GOAL OF THE EXERCISE: From the listing below, pull out every line that contains the word "ceiling", matching case exactly, and copy each of those lines in full.

MATERIAL SUPPLIED:
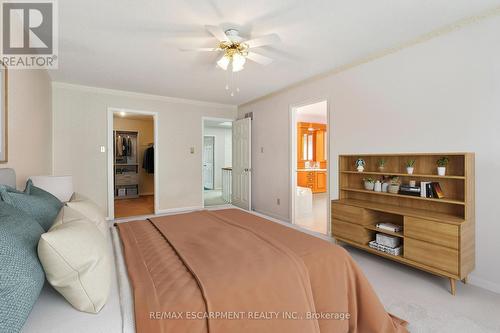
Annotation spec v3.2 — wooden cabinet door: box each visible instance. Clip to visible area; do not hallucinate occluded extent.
[314,130,326,162]
[297,171,307,187]
[315,171,328,193]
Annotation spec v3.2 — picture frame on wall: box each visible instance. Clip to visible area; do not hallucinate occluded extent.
[0,61,8,163]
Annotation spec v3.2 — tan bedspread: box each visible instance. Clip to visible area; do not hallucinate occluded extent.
[118,209,406,333]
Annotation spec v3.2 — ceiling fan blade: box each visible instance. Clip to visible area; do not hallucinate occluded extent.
[205,25,229,42]
[247,52,273,66]
[244,34,281,48]
[179,47,219,52]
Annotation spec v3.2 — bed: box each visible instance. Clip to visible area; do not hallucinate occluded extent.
[114,209,407,333]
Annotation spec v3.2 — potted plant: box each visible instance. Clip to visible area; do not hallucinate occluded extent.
[436,156,450,176]
[377,158,387,172]
[406,160,415,175]
[363,177,375,191]
[354,157,366,172]
[387,176,399,194]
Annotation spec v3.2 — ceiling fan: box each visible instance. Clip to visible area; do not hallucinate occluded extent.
[180,25,280,72]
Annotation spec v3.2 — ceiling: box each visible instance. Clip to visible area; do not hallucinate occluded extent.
[50,0,500,105]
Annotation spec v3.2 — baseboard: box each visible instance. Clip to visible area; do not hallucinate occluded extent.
[252,209,290,223]
[468,274,500,294]
[156,206,203,214]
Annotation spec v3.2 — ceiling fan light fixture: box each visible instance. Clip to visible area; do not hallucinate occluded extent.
[217,55,231,71]
[233,53,246,72]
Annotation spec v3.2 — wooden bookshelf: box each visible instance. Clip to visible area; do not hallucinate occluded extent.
[332,153,475,294]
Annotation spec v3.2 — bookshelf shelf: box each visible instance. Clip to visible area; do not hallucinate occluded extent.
[340,171,465,180]
[341,187,465,206]
[331,152,475,294]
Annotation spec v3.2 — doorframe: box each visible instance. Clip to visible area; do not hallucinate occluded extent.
[201,134,216,190]
[288,96,332,236]
[107,107,160,220]
[200,117,236,208]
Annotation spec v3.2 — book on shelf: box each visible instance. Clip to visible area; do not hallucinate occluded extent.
[420,182,444,199]
[375,222,403,232]
[431,182,444,199]
[399,185,421,197]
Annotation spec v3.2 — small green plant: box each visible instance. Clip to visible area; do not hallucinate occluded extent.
[389,176,399,185]
[436,156,450,168]
[354,157,366,167]
[406,160,416,168]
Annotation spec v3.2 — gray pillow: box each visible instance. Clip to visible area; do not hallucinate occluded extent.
[0,179,63,231]
[0,201,45,332]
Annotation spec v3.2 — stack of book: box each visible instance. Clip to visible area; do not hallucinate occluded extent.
[368,240,403,256]
[375,222,403,232]
[368,223,403,256]
[420,182,444,199]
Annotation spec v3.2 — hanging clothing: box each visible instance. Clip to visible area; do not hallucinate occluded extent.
[142,146,155,173]
[126,136,132,156]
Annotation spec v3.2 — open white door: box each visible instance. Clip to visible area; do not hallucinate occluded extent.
[203,136,215,190]
[231,118,252,210]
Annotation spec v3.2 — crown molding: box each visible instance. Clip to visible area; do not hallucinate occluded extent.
[238,6,500,108]
[52,81,238,110]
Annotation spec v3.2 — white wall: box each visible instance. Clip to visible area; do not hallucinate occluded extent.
[0,69,52,189]
[239,16,500,292]
[204,126,232,189]
[53,83,236,210]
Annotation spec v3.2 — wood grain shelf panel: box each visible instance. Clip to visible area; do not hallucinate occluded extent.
[341,187,465,206]
[340,171,465,180]
[335,237,458,279]
[335,199,465,225]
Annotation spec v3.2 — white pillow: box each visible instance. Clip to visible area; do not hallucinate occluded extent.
[67,198,108,238]
[38,220,111,313]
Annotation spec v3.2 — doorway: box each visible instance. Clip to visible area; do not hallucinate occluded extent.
[108,108,158,219]
[203,135,215,191]
[290,100,330,235]
[202,118,233,207]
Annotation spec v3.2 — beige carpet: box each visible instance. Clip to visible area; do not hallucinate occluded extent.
[345,246,500,333]
[203,190,226,206]
[295,193,329,235]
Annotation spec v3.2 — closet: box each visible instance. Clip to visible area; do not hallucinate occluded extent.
[114,130,139,199]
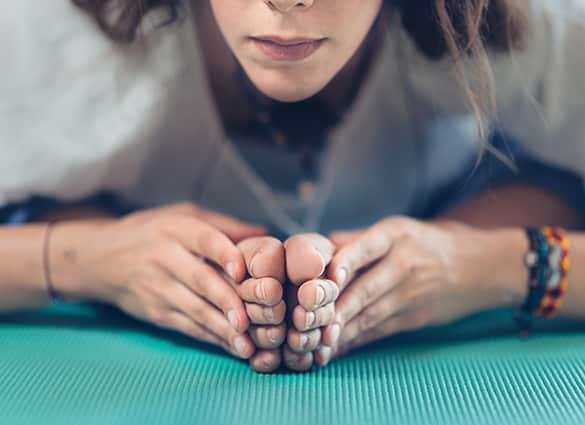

REPLY:
Annotation spec v3.2 — ceiling fan blade: box each visible instance. Clip to visible area; do not hallucinate occluded extent.
Annotation spec v3.2 — ceiling fan: box each visible instance. Clip to visible area; do not hallucinate occluded extent.
Annotation spec v3.2 — ceiling: box each visible instance. Clip to visible area; do not hallucinate occluded extent.
Annotation spec v3.2 — ceiling fan light fixture: box each visible instance. Clip to visible area; do not hallucinate occluded extent.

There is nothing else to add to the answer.